* Task input
■ ■ ■ ■

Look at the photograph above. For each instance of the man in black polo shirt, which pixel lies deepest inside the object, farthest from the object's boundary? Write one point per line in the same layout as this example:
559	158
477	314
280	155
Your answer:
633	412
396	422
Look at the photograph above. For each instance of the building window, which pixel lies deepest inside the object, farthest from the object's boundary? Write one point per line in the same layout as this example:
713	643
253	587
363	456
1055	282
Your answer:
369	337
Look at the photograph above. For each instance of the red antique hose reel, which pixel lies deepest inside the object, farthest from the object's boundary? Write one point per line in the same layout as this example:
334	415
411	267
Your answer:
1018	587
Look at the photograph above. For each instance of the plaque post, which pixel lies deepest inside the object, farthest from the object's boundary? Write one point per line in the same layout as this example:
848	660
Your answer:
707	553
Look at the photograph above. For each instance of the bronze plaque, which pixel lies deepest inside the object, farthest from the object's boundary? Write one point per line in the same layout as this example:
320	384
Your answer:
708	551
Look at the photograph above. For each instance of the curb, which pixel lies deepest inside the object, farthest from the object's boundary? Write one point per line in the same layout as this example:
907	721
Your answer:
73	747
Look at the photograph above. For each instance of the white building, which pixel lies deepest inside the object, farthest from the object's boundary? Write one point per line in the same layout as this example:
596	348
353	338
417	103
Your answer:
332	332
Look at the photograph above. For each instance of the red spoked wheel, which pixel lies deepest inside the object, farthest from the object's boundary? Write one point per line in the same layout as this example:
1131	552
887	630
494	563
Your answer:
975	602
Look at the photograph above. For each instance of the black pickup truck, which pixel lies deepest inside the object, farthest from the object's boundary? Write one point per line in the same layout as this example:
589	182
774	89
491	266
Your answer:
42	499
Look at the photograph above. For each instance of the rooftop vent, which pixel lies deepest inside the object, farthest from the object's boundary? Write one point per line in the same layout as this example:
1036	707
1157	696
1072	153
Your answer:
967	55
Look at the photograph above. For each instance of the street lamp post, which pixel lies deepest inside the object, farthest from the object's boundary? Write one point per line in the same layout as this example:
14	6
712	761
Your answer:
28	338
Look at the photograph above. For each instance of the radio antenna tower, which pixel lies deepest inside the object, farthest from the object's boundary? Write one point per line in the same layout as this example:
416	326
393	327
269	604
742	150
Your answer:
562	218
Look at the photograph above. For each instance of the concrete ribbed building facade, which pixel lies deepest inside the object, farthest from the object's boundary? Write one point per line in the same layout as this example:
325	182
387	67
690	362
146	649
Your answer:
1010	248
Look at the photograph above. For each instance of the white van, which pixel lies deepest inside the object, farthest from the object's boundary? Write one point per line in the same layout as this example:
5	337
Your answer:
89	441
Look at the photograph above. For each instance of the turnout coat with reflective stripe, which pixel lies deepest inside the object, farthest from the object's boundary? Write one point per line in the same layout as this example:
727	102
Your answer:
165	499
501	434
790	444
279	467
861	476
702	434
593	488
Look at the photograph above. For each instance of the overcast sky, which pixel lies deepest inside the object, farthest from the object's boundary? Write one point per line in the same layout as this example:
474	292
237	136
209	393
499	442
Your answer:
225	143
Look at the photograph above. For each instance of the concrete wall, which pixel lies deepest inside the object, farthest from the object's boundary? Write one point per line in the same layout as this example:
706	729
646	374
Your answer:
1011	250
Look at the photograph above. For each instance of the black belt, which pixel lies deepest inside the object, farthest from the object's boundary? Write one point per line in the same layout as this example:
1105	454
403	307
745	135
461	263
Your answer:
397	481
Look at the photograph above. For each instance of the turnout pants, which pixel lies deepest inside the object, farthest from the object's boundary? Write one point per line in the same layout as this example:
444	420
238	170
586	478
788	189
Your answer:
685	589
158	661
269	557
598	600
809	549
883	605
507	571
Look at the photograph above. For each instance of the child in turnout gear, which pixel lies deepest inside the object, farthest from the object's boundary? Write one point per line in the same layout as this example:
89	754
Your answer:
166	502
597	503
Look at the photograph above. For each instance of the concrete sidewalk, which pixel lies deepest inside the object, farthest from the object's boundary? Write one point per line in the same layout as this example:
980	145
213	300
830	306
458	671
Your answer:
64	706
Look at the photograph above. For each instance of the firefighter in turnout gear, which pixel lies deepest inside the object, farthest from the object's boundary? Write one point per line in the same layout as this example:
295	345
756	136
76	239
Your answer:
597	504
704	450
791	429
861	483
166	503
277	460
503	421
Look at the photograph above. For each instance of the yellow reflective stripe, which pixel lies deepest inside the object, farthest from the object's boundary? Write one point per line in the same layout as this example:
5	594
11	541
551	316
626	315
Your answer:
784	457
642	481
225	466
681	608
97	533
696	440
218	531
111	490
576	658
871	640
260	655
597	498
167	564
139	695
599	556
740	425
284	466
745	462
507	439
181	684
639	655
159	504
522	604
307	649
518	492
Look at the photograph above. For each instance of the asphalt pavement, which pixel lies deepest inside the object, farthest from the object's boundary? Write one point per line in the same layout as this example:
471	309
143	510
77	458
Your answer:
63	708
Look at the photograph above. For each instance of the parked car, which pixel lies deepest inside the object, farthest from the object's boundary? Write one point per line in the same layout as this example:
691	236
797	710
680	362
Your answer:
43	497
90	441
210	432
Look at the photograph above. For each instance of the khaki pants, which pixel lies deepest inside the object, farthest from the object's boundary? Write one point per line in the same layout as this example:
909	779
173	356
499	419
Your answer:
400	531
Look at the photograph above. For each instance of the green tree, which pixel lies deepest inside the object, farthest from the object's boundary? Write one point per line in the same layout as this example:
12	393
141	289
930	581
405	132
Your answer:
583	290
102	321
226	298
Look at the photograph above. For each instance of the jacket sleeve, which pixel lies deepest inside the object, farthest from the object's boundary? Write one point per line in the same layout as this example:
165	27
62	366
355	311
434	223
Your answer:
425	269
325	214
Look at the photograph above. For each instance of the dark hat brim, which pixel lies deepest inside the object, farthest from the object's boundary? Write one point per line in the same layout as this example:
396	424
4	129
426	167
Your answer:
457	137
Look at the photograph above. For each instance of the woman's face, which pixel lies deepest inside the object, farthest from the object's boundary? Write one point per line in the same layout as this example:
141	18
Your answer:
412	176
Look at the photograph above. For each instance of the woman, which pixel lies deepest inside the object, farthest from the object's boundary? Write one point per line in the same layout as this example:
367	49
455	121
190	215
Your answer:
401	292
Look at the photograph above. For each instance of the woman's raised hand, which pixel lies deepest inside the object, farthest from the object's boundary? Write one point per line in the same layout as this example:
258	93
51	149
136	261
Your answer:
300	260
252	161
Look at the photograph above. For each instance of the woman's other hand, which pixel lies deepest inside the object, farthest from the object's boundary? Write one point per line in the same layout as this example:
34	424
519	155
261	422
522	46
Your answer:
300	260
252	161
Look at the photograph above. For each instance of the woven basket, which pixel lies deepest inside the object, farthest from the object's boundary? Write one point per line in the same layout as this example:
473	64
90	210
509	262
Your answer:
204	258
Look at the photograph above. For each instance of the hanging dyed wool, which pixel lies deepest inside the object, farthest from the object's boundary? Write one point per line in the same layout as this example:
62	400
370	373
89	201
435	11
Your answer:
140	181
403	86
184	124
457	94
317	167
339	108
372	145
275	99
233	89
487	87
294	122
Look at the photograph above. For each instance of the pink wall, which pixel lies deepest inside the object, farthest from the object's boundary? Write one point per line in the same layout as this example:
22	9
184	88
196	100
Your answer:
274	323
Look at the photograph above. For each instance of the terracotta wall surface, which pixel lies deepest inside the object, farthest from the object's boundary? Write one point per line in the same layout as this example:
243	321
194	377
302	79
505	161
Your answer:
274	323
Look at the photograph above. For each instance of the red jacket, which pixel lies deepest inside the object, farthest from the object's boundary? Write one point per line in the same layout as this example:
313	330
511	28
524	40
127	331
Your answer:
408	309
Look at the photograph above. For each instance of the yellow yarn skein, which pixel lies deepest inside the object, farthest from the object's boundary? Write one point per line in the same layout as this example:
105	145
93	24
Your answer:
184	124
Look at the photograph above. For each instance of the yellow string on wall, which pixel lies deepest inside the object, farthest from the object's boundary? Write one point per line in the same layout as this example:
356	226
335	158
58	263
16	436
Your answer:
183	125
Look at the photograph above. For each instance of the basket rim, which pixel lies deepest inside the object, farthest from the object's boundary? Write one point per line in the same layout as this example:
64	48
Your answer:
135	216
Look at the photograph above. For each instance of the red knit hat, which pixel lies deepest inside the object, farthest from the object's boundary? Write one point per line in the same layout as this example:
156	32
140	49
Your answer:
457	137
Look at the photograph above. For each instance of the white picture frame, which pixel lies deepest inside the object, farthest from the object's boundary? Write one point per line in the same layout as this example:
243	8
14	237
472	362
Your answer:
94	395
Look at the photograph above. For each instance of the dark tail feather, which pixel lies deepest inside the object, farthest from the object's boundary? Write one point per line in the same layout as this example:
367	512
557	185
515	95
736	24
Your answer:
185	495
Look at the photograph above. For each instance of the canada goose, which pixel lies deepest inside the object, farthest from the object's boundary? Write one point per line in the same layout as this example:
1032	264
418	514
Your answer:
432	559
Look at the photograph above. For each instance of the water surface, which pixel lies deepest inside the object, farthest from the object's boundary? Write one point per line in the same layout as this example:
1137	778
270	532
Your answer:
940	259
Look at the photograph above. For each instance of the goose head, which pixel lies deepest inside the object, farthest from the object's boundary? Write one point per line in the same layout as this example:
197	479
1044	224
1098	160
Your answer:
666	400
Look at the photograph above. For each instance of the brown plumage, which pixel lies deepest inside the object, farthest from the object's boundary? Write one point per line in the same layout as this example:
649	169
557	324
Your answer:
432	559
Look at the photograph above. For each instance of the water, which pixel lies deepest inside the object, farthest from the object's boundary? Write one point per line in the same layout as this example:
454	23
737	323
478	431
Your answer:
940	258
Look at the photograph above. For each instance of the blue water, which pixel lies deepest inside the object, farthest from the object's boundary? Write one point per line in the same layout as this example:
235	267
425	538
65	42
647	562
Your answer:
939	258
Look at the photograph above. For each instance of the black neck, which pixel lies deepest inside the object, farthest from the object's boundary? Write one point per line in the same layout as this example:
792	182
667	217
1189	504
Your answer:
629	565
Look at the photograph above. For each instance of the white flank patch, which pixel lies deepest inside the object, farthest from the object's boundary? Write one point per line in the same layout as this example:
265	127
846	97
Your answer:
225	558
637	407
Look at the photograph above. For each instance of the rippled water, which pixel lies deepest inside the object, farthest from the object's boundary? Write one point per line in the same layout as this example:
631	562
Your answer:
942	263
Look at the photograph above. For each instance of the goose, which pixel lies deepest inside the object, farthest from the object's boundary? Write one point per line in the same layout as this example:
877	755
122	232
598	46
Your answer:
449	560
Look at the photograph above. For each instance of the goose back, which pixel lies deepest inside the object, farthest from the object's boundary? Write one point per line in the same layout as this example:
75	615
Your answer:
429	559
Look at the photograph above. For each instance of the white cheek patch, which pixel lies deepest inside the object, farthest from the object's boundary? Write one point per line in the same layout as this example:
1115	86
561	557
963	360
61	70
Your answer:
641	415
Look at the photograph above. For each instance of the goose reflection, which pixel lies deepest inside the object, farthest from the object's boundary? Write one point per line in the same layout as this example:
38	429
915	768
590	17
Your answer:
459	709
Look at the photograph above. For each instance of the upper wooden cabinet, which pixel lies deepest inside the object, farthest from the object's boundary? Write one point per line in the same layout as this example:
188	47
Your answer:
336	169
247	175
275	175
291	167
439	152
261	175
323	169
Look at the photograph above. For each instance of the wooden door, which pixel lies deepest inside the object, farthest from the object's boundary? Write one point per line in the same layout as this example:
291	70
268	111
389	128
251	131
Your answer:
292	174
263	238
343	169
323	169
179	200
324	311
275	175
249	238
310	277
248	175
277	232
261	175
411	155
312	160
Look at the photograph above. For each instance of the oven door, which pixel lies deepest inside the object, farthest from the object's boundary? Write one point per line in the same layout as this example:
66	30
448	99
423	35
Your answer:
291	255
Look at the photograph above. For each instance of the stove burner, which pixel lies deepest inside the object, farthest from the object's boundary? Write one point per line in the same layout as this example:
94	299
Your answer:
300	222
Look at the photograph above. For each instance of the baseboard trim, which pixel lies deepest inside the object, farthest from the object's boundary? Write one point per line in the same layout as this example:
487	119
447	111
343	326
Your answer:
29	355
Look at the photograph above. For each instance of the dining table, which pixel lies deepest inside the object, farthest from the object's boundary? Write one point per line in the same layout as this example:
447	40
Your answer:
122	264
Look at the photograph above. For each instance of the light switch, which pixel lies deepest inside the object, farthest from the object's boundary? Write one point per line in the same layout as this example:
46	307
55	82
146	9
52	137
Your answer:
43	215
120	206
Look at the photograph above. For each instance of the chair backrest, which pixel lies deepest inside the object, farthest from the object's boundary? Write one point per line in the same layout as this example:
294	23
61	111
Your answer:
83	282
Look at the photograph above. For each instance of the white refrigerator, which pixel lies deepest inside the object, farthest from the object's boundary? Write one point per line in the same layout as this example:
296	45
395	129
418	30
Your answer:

■ ■ ■ ■

* Set exercise
Output only the lines from the one holding "Look at the photograph above. For each instance of the light" through the last line above, exactly as they appear.

* Task solution
Look at the photograph above. For each instance of the light switch, which pixel lies deepest inside the object, farthest from the object's boundary? Write one point per line in the same layout as this example:
46	307
55	82
146	9
52	137
Your answer:
43	215
120	206
Look at the photograph above. For each instance of the chair backrest, which pixel lies deepest inside the object, farthest from the object's boundary? Write one point per line in the same layout as this example:
294	23
61	111
Your answer:
83	282
Look at the photograph above. For each instance of the white refrigerator, which pixel lies deepest inside the object, farthest from the object's boundary? Write one point per line in the same layout as this example:
296	45
395	129
418	30
Your answer:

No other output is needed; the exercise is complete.